WORK TO DO »
Reproduce all of the data below line for line, leaving every character unchanged.

++++ RECORDS SHOWN

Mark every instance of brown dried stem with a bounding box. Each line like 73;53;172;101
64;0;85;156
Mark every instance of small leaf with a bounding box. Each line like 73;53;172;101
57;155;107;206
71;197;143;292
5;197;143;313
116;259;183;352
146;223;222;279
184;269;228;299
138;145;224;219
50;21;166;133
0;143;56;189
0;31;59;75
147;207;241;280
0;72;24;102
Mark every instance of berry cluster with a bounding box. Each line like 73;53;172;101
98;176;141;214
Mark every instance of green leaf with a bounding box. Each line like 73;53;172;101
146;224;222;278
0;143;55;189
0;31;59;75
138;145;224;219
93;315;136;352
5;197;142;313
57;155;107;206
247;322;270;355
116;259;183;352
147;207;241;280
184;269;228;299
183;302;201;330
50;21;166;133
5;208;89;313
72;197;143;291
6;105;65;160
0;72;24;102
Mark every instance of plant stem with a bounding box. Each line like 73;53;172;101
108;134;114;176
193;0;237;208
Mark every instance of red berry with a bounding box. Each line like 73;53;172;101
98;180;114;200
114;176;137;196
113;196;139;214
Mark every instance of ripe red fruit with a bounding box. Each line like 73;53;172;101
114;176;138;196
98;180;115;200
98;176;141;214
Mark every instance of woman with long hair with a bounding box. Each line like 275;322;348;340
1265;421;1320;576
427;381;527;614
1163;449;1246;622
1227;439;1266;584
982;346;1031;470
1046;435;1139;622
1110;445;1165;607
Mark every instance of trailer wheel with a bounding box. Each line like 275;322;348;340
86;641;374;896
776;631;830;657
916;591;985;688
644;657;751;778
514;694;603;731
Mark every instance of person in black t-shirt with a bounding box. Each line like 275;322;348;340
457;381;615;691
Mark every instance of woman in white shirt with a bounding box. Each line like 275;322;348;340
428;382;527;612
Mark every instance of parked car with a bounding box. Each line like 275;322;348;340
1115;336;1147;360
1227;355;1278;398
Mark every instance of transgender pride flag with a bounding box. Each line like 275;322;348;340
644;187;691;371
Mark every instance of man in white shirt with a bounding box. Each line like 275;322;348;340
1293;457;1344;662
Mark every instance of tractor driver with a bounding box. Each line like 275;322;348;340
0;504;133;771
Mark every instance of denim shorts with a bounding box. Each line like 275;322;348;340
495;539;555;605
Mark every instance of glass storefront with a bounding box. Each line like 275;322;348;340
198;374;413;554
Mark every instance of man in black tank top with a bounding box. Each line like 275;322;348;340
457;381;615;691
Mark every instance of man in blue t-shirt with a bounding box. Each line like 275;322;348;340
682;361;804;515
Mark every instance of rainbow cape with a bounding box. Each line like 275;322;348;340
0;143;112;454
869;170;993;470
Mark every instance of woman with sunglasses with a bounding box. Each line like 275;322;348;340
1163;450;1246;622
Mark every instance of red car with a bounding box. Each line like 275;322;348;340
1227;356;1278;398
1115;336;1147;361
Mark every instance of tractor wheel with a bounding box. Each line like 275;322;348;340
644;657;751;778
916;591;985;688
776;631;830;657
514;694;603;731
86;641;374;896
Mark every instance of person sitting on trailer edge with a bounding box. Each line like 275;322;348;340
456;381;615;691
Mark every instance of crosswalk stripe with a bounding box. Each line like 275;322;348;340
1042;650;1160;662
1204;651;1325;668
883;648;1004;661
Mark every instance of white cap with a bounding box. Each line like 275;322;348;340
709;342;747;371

++++++++

RESPONSE TO THE TASK »
Mark every instance of brown dried stem with a bounding box. Each line like 73;53;172;101
64;0;85;156
Mark every instance of small leaf with a bounding box. Each line like 73;53;172;101
57;155;107;206
71;197;143;292
5;197;143;313
116;259;183;352
146;223;222;279
184;269;228;299
138;145;224;219
50;21;166;133
0;143;56;189
0;31;59;75
147;207;241;280
0;72;24;102
Mark every instance of berry cluster with a bounding box. Each line like 73;53;172;101
98;176;141;214
Mark every instance of green leaf with a bounding box. Each line like 73;53;172;101
146;224;222;278
0;143;55;189
0;31;59;75
138;145;224;219
93;315;136;352
5;197;142;313
57;155;107;206
247;322;270;355
116;259;183;352
147;207;241;280
184;269;228;299
183;302;201;330
50;21;166;133
5;208;89;313
72;197;143;291
6;105;65;160
0;72;24;102
Mark every instance of plant stem with a bounding box. Each line like 73;53;172;101
108;134;114;176
193;0;237;208
Mark every instance of red berry with a bounding box. Each line like 73;53;172;101
98;180;114;200
114;176;137;196
113;196;139;214
Mark every instance of ripe red fruit with a bounding box. Each line like 73;53;172;101
114;176;138;196
98;180;115;200
98;176;141;214
Mark every instance of woman with long hair with a bounding box. Each line like 275;322;348;340
1265;421;1320;576
427;381;527;614
1163;449;1246;622
1227;439;1266;584
982;346;1031;470
1046;435;1139;622
1110;445;1165;607
Mark every instance of trailer wheel with a bounding box. Each line like 275;322;348;340
86;641;374;896
776;631;830;657
916;591;985;688
644;657;751;778
514;694;603;731
Mark every instance of person in black t-shirt with a bounding box. Each line like 275;322;348;340
457;381;615;691
Mark every instance of woman in white shirt with a bounding box. Each line like 275;322;348;340
428;382;527;612
Mark every instance of parked car with a bounding box. Each line like 275;322;348;340
1115;336;1147;360
1227;355;1278;398
Mark every instance of transgender pride flag with a bounding box. Each line like 275;322;348;340
644;187;691;371
Mark every instance of man in white shirt with a bounding box. Each line like 275;322;348;340
1293;457;1344;662
Mark every instance of tractor driver with a bounding box. Each line like 275;322;348;340
0;504;133;771
Mark every instance of denim shorts with a bounding box. Each line like 275;322;348;340
495;539;555;605
Mark every instance of glass storefront with a bounding box. Each line like 275;322;348;340
198;374;413;554
Mark every instance of man in black tank top with a bounding box. Each line like 275;322;348;340
457;381;615;691
Mark every instance of man in blue t-shirt with a bounding box. Each line like 275;322;348;340
682;361;804;515
Mark every instance of rainbow cape with a bounding box. Each line like 275;322;348;340
0;143;112;454
869;170;993;470
Mark every instance of woman with sunglasses with a bounding box. Each line like 275;322;348;340
1163;450;1246;622
Mark every instance of red car with a bounding box. Each line like 275;322;348;340
1227;356;1278;398
1115;336;1147;361
Mark every instance of tractor wheel with a bounding box. Each line like 275;322;348;340
644;657;751;778
916;591;985;688
776;631;830;657
514;694;603;731
86;641;374;896
Mark every instance of person sitting on trailer edge with a bounding box. Each line like 275;322;348;340
456;381;615;691
Mark every instance of crosswalk stripe with a bounding box. Each line like 275;322;348;340
1042;650;1160;662
1204;651;1325;668
883;648;1004;661
Mark every instance of white cap with a bounding box. Each line like 275;322;348;340
709;342;747;371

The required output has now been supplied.